* Start Selected extract *

The Itemized State and Local Tax Deduction
The TCJA made another important change as well. The state and local tax itemized deduction that these fees fall into are capped at $10,000, and it’s just $5,000 if you’re married and file a separate return.
So if you paid $10,000 in other qualifying taxes and your total comes out to $10,060 when you include the tax portion of your vehicle registration fee, that $60 can't be claimed. It’s over the $10,000 limit. All your state and local taxes would be deductible, however, if they added up to $9,060 because this total comes in under the cap.
How to Claim the Deduction
You must enter all your claimed itemized deductions on Schedule A if your total itemized deductions amount to more than the standard deduction for your filing status so you decide to itemize. You must then submit Schedule A with your tax return.

* End Selected extract *

→ Short problem: According to the extract on the itemized state and local tax deduction, what is the cap for a married person who files a separate return?

* Start Stored rows *

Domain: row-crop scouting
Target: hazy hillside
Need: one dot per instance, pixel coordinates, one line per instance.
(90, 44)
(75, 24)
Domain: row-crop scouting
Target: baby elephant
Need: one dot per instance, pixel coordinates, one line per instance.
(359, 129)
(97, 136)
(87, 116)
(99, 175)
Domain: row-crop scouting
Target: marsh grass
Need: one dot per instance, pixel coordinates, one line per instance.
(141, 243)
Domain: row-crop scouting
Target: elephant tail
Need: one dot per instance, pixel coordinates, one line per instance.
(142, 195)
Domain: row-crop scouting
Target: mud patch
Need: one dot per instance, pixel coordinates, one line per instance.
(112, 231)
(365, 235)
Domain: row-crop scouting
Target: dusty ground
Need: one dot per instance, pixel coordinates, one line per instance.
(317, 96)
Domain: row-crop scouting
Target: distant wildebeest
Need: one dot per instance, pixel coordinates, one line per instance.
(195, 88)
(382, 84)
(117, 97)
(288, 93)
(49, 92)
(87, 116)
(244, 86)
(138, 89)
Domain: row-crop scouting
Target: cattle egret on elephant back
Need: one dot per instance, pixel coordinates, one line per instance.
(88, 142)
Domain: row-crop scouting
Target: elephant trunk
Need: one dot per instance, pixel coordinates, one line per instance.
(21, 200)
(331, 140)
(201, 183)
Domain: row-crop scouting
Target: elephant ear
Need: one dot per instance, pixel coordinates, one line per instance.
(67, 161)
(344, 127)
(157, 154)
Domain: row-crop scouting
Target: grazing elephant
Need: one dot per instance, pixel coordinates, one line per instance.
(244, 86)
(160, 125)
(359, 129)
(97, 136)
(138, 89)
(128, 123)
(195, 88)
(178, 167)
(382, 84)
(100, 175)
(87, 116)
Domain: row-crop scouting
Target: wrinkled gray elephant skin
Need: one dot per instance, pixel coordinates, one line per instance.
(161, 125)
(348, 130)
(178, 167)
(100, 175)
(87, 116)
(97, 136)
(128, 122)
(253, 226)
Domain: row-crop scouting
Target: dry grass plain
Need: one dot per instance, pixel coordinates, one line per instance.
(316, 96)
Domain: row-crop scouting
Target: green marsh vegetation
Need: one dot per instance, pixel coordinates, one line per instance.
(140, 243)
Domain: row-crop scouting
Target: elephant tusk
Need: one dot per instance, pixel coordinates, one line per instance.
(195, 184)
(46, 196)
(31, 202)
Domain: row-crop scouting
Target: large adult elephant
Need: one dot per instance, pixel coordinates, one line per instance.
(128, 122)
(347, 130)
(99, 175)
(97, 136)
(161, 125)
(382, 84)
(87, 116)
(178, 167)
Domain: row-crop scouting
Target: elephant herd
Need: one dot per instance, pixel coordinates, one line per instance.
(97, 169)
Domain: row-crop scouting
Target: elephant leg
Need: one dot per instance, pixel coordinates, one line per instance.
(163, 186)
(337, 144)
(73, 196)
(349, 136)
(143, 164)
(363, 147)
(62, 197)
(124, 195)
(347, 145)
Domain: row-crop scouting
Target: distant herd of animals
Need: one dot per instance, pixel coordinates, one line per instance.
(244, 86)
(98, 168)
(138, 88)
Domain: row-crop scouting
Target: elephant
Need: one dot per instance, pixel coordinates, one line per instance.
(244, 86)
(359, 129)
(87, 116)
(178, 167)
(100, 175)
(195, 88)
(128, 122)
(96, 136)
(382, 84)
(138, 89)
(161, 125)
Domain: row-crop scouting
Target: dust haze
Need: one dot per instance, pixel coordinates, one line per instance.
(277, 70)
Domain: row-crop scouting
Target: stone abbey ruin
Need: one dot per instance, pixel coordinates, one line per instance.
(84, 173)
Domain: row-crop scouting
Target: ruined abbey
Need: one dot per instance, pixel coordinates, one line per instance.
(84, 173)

* End Stored rows *

→ Complete answer: The cap is $5,000.